Consigne: Reproduisez mot pour mot le passage de l'extrait sur les accidents domestiques chez les enfants, depuis « Selon l’Organisation Mondiale » jusqu'à « outils de protection. ».

Extrait fourni:
* * * *

Selon l’Organisation Mondiale de la Santé (OMS), les accidents domestiques représentent l’une des principales causes de mortalité chez les enfants de moins de 15 ans. Plus de 10 millions d’enfants dans le monde sont hospitalisés chaque année à cause de ces accidents qui sont 3 à 4 fois plus fréquents chez les familles issues de milieux défavorisés. Et ce, en raison des contraintes d’espace et du manque ou de l’absence des équipements de sécurité et des outils de protection.
Cependant, il est difficile de donner des chiffres concernant les accidents domestiques chez les enfants en Egypte, bien qu’ils soient très fréquents non seulement à cause du manque d’études, mais aussi parce que les familles n’ont pas l’habitude de déclarer ce genre d’incidents. « Chez les enfants, 3 accidents sur 4 ont lieu à la maison. Ces accidents domestiques peuvent apparaître à tout moment dans la vie de l’enfant et cela dès sa naissance. Au fil des mois, l’enfant grandit, acquiert de l’autonomie dans ses gestes et ses déplacements, développe sa curiosité, son désir d’imiter les grands », explique Dr Ahmed Abdel-Azim, médecin au service d’urgence de l’hôpital Al-Qasr Al-Aïni. Selon lui, les accidents domestiques les plus fréquents chez les enfants sont les chutes, les brûlures, l’électrocution et les noyades dans le bain. Un bébé peut facilement se noyer dans 20 cm d’eau. Les accidents domestiques n’excluent pas une main coincée dans l’embrasure d’une porte ou aussi les incidents causés par la présence d’animaux domestiques, comme une morsure de chien par exemple. Sans oublier l’intoxication et l’empoisonnement lorsque l’enfant commence à ramper ou à marcher et à attraper les petites choses par terre pour les mettre dans sa bouche. Certains enfants avalent une petite pièce du jeu qui s’est détachée ou une pile bouton, tout ce qui traîne, ou encore les produits ménagers stockés dans des bouteilles aux couleurs attrayantes, comme les pastilles de lave-vaisselle qui ressemblent à des bonbons. « L’ingestion d’un corps étranger peut d’ailleurs être fatale. Je me souviens d’un garçon, âgé de 4 ans, qui est arrivé dans un état très grave entre la vie et la mort, après avoir avalé une pile ronde. C’est ce qu’on appelle une fausse route, lorsqu’un aliment, un petit objet ou un liquide passe par la trachée ou le larynx (voies respiratoires) plutôt que par l’oesophage (voie digestive). Cette erreur de parcours peut étouffer la victime (l’aliment ou le liquide bloque les voies respiratoires). La mort peut survenir si le corps étranger coupe totalement la respiration. Grâce à Dieu, l’enfant a été sauvé à la dernière minute », souligne Dr Abdel-Azim, qui ne compte plus les enfants qui tombent de la fenêtre parce qu’ils ont poussé une chaise pour regarder dehors ou ceux qui tombent d’un lit superposé.

* * * *

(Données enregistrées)
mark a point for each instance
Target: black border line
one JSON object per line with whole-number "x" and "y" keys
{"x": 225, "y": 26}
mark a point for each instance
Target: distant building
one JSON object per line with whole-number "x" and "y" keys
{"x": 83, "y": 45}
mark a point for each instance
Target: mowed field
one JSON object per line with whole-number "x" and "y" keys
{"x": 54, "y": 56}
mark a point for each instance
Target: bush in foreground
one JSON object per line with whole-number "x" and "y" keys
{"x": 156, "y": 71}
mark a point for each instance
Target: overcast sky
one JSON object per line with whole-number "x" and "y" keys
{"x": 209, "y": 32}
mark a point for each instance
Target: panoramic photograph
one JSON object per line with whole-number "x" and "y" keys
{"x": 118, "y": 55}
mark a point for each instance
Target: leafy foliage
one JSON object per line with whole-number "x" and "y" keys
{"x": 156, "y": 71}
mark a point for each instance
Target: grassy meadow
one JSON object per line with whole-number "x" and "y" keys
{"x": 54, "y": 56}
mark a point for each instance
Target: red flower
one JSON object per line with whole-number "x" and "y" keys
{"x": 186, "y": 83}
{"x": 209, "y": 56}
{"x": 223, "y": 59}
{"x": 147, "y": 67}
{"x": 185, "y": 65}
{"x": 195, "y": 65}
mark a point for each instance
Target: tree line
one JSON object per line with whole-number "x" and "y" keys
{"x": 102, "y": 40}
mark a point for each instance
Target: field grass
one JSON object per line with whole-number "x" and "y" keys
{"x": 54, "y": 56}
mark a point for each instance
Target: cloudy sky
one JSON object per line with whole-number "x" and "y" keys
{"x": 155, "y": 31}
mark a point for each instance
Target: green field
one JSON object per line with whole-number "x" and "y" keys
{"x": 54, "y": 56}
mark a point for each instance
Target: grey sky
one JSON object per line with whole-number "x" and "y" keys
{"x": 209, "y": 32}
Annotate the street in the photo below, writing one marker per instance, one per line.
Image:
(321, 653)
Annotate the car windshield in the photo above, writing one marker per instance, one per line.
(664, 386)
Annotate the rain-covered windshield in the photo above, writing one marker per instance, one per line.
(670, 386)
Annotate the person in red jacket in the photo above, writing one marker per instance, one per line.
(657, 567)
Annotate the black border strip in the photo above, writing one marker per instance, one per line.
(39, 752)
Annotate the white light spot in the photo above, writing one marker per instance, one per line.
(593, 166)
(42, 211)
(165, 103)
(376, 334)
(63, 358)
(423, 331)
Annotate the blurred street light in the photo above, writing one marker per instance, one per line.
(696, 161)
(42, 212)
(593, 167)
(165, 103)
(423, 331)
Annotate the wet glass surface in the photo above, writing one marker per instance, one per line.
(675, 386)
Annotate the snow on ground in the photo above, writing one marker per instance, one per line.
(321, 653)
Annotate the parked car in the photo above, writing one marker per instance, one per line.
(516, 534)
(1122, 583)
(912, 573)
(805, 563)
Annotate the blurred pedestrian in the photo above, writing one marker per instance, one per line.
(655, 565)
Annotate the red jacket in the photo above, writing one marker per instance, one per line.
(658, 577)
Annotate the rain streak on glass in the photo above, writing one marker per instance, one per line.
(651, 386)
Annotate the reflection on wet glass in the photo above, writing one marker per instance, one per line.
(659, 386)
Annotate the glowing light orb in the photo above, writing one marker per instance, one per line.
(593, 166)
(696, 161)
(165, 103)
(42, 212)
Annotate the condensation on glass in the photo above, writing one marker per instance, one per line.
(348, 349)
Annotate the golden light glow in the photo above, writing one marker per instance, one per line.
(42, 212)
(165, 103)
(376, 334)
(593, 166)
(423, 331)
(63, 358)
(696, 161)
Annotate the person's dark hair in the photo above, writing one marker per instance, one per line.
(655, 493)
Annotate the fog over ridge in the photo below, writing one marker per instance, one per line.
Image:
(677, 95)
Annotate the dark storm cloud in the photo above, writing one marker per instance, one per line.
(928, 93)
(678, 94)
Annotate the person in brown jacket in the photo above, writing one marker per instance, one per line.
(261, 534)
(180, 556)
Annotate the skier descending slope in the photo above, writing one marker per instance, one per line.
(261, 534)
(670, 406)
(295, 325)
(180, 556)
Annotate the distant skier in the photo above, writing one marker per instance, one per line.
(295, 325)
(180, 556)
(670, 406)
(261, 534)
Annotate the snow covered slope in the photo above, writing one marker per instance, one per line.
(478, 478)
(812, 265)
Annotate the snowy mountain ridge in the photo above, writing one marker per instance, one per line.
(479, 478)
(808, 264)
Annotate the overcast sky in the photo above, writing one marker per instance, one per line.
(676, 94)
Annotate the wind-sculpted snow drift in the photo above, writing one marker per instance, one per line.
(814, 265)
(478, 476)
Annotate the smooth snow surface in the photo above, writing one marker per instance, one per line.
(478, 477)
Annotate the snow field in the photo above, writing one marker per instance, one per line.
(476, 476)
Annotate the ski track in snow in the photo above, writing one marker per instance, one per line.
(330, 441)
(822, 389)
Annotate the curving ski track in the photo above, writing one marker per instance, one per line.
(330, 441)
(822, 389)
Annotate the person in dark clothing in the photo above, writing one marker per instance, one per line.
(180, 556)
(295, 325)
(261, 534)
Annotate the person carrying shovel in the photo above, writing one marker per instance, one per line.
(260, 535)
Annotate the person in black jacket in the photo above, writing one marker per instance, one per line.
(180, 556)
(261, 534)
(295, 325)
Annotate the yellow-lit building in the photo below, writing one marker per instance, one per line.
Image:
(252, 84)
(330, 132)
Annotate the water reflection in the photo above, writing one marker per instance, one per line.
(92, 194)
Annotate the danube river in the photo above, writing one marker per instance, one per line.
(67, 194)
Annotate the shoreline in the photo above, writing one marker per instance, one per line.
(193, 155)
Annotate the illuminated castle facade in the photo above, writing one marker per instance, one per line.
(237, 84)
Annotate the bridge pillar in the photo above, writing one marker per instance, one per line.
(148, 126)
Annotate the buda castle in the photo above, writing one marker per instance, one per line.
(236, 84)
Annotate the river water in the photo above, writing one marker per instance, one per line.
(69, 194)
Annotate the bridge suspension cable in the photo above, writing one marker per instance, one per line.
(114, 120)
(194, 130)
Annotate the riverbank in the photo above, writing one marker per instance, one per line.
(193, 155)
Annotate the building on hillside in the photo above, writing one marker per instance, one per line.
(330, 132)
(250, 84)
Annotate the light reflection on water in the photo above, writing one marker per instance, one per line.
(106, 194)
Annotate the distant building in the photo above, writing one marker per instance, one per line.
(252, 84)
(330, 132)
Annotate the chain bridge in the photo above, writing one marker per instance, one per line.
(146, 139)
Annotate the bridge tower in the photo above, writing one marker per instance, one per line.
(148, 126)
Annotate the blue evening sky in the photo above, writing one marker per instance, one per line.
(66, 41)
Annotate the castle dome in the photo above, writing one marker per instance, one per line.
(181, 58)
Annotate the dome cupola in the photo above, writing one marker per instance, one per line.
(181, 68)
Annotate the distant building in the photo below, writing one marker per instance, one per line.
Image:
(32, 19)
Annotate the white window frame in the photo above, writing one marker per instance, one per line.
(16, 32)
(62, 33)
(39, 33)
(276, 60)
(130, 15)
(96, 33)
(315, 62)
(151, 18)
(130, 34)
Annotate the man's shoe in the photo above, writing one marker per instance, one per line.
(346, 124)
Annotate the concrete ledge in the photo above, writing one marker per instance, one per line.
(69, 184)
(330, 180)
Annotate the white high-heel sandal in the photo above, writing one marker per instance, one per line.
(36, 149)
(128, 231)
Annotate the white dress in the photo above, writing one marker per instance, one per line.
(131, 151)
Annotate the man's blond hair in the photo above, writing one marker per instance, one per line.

* * * *

Réponse à la consigne:
Selon l’Organisation Mondiale de la Santé (OMS), les accidents domestiques représentent l’une des principales causes de mortalité chez les enfants de moins de 15 ans. Plus de 10 millions d’enfants dans le monde sont hospitalisés chaque année à cause de ces accidents qui sont 3 à 4 fois plus fréquents chez les familles issues de milieux défavorisés. Et ce, en raison des contraintes d’espace et du manque ou de l’absence des équipements de sécurité et des outils de protection.